_Directions for this task_:
Extract every one of the entries below word for word, reproducing each line without any change.

_Exercise inputs_:
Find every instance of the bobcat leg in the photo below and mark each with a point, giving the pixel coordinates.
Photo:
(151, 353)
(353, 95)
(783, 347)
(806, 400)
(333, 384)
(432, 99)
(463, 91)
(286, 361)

_Task result_:
Find every instance of the bobcat leg in the photo below and mark each with a point, giving the pixel coordinates.
Photo:
(151, 353)
(353, 95)
(783, 347)
(806, 400)
(333, 384)
(432, 99)
(463, 91)
(286, 361)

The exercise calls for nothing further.